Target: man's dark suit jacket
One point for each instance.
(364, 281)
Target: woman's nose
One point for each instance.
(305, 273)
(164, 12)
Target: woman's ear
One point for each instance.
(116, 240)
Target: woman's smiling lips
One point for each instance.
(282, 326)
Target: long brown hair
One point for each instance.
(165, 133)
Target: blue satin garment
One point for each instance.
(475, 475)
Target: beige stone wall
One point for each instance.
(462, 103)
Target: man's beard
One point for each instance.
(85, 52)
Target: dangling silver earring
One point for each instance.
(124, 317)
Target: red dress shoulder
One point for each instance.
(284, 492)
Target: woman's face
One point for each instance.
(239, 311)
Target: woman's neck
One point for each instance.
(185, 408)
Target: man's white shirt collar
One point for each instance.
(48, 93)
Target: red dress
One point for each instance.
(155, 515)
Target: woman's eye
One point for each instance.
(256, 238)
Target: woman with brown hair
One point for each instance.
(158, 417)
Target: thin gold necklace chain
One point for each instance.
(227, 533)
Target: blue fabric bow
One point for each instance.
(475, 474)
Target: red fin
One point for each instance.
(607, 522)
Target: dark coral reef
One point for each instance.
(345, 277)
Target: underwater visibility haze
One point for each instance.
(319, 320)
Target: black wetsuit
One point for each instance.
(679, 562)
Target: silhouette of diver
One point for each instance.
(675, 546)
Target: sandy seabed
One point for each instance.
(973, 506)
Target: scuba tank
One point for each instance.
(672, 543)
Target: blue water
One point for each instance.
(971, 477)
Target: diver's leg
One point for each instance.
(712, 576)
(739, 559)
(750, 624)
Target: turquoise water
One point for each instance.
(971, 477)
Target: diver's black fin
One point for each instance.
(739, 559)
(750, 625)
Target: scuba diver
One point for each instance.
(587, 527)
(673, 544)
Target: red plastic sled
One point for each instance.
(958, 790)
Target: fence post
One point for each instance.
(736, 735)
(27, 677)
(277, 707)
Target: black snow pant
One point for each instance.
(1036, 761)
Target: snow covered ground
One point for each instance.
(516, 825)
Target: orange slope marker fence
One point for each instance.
==*==
**Your goal:** Copy out every line of the data above, exactly as given.

**Complete response:**
Target: man's dark suit jacket
One point for each instance.
(364, 281)
Target: woman's nose
One point for each instance.
(305, 273)
(164, 12)
Target: woman's ear
One point for each instance.
(116, 240)
Target: woman's smiling lips
One point for each instance.
(282, 326)
Target: long brown hair
One point for each instance.
(165, 133)
Target: blue satin garment
One point for each instance.
(475, 475)
Target: beige stone wall
One point for each instance.
(462, 103)
Target: man's beard
One point for each instance.
(85, 52)
Target: dangling silver earring
One point for each instance.
(124, 317)
Target: red dress shoulder
One point for each instance.
(284, 492)
Target: woman's face
One point for each instance.
(239, 311)
Target: woman's neck
One point for each instance.
(185, 408)
Target: man's white shirt collar
One point for each instance.
(48, 93)
Target: red dress
One point for each instance.
(155, 515)
Target: woman's eye
One point for each instance.
(256, 238)
Target: woman with brown hair
One point for each instance.
(158, 417)
Target: thin gold necklace chain
One point for each instance.
(227, 533)
Target: blue fabric bow
One point for each instance.
(475, 474)
Target: red fin
One point for each instance.
(607, 522)
Target: dark coral reef
One point for each instance.
(345, 277)
Target: underwater visibility haze
One point for each instance.
(319, 320)
Target: black wetsuit
One point for each instance.
(679, 562)
Target: silhouette of diver
One point for each instance.
(675, 546)
Target: sandy seabed
One point for each instance.
(973, 506)
Target: scuba tank
One point for each instance.
(672, 543)
Target: blue water
One point for each instance.
(971, 477)
Target: diver's leg
One point for each instance.
(712, 576)
(739, 559)
(750, 624)
Target: turquoise water
One point for each instance.
(971, 477)
Target: diver's black fin
One point for each instance.
(739, 559)
(750, 625)
Target: scuba diver
One point for each instance.
(587, 527)
(673, 544)
Target: red plastic sled
One point for each instance.
(958, 790)
Target: fence post
One point for each instance.
(736, 735)
(27, 677)
(277, 707)
Target: black snow pant
One point for each instance.
(1036, 761)
Target: snow covered ground
One point for each instance.
(516, 825)
Target: orange slope marker fence
One point for each instance.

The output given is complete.